→ **Source passage**
○ ○ ○ ○
Well, it all comes down to this. I'm going to try. I'm going to try really hard to make this all work, because we all know that Breast is Best and blah blah blah, I don't need to go through all the research and studies again because for crap's sake, WE KNOW already. (To wit, from Napoleon Dynamite, "Maybe I will, OK? God!") But here's what it comes down to. There are a lot of things to do, and a lot to take care of with a new baby. And the one thing I don't want us to neglect is that fact that we should actually be enjoying the experience. It shouldn't be a schlog, this joyless burden of tending to task after task after task. I don't want to lose sight of the forest for the trees and all. And you know what, this kid is going to turn out great, no matter how long we breastfeed for. I know that in today's overachieving super-mommy society, this has become unacceptable, and people will chase you through the street with lit torches if you even intimate that you're not breastfeeding straight through until age 1, but believe me about the kids--if you love them, they turn out OK. You know, as long as you're not beating them with bats or locking them in closets or anything like that.

So we'll go for it. We'll give breastfeeding it the old med school try, all dogged determination and all that. And if after all the trying and plotting and planning and research, there comes a point where it just becomes untenable for whatever reason to maintain the boob juice output, we'll say "fine" and switch over, and be OK with that too. Because (and I know this is heretical for a Pediatrician to say such a thing, but) there are more important things in life.
○ ○ ○ ○
→ **Supplied entries**
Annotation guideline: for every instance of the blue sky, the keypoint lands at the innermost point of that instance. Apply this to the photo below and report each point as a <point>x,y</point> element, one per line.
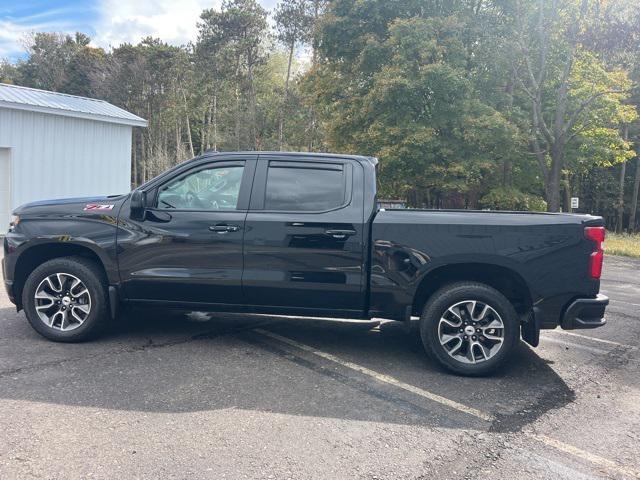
<point>107,22</point>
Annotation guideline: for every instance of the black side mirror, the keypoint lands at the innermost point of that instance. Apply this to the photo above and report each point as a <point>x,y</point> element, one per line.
<point>138,205</point>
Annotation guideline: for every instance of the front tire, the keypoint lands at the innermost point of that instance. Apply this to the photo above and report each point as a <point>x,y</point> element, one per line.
<point>469,328</point>
<point>66,299</point>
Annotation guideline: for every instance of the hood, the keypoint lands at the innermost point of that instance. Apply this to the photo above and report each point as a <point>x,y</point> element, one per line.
<point>97,204</point>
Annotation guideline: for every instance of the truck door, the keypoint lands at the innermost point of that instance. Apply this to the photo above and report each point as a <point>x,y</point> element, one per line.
<point>188,247</point>
<point>303,245</point>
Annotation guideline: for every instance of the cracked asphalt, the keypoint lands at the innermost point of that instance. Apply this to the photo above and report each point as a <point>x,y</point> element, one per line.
<point>234,396</point>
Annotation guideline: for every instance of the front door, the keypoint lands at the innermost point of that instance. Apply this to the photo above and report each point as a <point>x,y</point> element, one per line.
<point>304,236</point>
<point>188,249</point>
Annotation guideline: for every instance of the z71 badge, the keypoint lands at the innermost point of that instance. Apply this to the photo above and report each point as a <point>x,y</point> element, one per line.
<point>98,206</point>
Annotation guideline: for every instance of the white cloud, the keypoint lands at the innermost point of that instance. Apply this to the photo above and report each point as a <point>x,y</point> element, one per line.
<point>174,21</point>
<point>14,33</point>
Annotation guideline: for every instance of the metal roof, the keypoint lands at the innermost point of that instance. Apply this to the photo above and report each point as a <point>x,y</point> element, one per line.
<point>31,99</point>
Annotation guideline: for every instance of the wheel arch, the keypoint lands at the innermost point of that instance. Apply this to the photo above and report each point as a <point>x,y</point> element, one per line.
<point>39,252</point>
<point>504,279</point>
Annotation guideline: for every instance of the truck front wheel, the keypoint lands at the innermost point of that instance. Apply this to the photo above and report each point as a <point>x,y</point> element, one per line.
<point>469,328</point>
<point>65,299</point>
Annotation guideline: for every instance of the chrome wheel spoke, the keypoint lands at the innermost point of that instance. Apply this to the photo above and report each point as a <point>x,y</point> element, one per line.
<point>56,301</point>
<point>74,313</point>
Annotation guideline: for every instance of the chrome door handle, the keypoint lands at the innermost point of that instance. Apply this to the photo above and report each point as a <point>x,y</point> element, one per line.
<point>224,228</point>
<point>340,234</point>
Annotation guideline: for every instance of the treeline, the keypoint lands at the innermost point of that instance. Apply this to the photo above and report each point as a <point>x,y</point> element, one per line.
<point>511,104</point>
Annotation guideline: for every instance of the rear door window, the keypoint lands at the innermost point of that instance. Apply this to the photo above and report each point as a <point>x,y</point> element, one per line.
<point>305,187</point>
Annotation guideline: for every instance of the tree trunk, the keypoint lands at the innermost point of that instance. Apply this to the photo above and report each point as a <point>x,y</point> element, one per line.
<point>553,183</point>
<point>134,161</point>
<point>285,97</point>
<point>634,199</point>
<point>215,121</point>
<point>203,135</point>
<point>619,225</point>
<point>189,136</point>
<point>237,119</point>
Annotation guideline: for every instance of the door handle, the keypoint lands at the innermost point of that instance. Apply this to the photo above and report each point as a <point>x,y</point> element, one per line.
<point>340,234</point>
<point>224,228</point>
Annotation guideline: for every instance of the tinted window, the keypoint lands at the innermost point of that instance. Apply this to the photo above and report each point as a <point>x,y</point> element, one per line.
<point>316,188</point>
<point>210,189</point>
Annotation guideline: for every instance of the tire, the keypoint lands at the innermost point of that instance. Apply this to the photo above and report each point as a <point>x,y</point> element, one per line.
<point>448,318</point>
<point>77,316</point>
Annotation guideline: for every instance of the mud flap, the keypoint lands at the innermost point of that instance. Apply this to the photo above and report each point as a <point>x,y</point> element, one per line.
<point>113,301</point>
<point>530,330</point>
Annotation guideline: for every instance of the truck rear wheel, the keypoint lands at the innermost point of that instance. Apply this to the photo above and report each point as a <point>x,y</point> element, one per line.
<point>65,299</point>
<point>469,328</point>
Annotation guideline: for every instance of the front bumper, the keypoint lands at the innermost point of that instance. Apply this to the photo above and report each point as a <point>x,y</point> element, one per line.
<point>585,313</point>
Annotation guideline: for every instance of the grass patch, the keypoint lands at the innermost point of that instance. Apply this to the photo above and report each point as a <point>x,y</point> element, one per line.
<point>622,244</point>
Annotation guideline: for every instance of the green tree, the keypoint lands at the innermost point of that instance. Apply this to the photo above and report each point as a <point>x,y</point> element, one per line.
<point>294,20</point>
<point>571,96</point>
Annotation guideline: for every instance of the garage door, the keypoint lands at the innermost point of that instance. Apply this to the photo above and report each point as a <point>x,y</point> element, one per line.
<point>5,189</point>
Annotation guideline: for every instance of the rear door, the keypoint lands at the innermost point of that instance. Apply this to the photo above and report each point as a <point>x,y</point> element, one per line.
<point>304,236</point>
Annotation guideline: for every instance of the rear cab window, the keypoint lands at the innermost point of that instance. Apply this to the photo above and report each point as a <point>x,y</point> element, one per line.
<point>305,186</point>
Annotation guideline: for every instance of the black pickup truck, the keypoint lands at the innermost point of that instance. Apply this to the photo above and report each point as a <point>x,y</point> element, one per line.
<point>301,234</point>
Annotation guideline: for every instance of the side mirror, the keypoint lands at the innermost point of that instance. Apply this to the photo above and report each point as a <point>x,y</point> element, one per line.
<point>138,205</point>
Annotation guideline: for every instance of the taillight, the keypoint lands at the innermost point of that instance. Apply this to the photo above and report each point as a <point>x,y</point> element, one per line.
<point>596,235</point>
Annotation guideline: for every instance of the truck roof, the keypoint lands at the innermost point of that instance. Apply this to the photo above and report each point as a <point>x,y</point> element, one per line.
<point>304,156</point>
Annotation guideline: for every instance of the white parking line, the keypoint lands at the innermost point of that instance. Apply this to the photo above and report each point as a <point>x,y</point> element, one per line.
<point>381,377</point>
<point>593,339</point>
<point>579,346</point>
<point>590,457</point>
<point>548,441</point>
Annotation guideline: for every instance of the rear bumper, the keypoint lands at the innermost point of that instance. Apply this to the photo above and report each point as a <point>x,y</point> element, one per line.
<point>585,313</point>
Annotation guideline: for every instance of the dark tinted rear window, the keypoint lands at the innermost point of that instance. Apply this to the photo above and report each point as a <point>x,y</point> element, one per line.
<point>315,187</point>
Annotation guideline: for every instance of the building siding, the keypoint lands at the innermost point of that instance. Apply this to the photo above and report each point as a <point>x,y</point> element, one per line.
<point>54,156</point>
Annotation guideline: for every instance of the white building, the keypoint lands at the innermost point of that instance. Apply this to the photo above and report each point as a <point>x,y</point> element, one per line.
<point>54,145</point>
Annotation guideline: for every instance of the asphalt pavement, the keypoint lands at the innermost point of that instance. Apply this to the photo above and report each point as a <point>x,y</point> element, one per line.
<point>235,396</point>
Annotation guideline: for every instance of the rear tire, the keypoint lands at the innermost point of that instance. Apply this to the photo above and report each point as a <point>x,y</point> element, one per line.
<point>66,299</point>
<point>469,328</point>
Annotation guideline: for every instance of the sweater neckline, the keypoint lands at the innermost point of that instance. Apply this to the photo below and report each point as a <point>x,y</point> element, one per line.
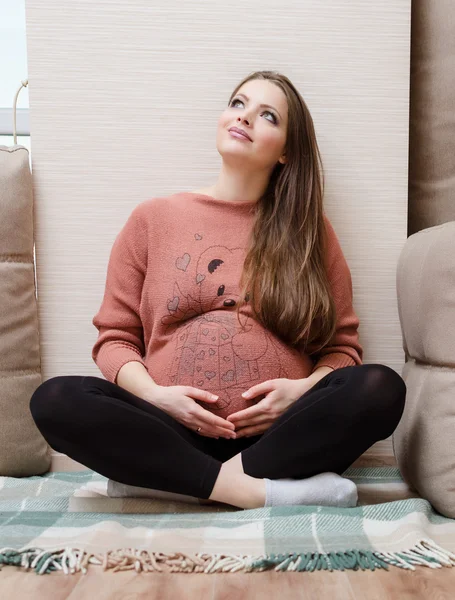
○ ○ ○ ○
→ **Problems and tasks**
**1)** Rewrite the paragraph of the breastfeeding post that begins "So we'll go for it" as a short bulleted list that keeps its main points.
**2)** According to the breastfeeding post, what is the writer's profession?
**3)** Continue the breastfeeding post from its last sentence, in the same voice.

→ **Per-task answers**
**1)**
- The plan is to give breastfeeding a determined try.
- If, after all the effort, planning and research, keeping up milk production becomes untenable for any reason, the switch will be made to another option, and that will be OK.
- The writer admits that this is a heretical view for a pediatrician to hold, but believes there are more important things in life.

**2)** The writer is a pediatrician.

**3)**
(However, any advice or recommendations about breast pumps, schedules, strategies from people who have been in similar work/child situations are welcomed and appreciated. You all have given me really good advice in the past, and I'm indebted to you. Thanks!)

Currently reading: OK, I finished "Deception Point" yesterday, so now I can recap. NASA discovers a meteorite with fossils on it frozen in a glaciar. Fossils from outer space! All these scientists agree that they are SPACE FOSSILS! But they are not really space fossils, they are fossils of GIANT DEEP SEA LICE. The data was FABRICATED to skew the presidential election! But then the scientists realize that they have been DUPED, and then people try to kill them! With ice guns! And they are chased into the Arctic Ocean, and almost die, but then they don't! And they end up on a boat over some GIANT MAGMA SPHERE surrounded by HAMMERHEAD SHARKS that will kill you if they even smell one drop of blood in the water! Did I mention that they got SHOT AT with ICE GUNS? And one scientist escapes certain death by shark attack by PEEING on himself to cover up the blood smell! Also, he is fat and likes to eat a lot, did I meantion that? Because he's a nerdy astrophysicist. But the two other "scientists" are good looking and end up falling in love and DOING IT in LINCOLN BEDROOM in the end. Oh, and also, the evil politician who's running for the presidency accidentally exposes himself in a sex scandal with his hot aide, who is ultimately disillusioned with Washington politics and sells him out. And then in the END end, after the TRUTH HAS SET THEM FREE they drop the deep sea lice meteorite back into the ocean from whence it came.

Actually, when I recap it like that, it sounds pretty much like the best book ever.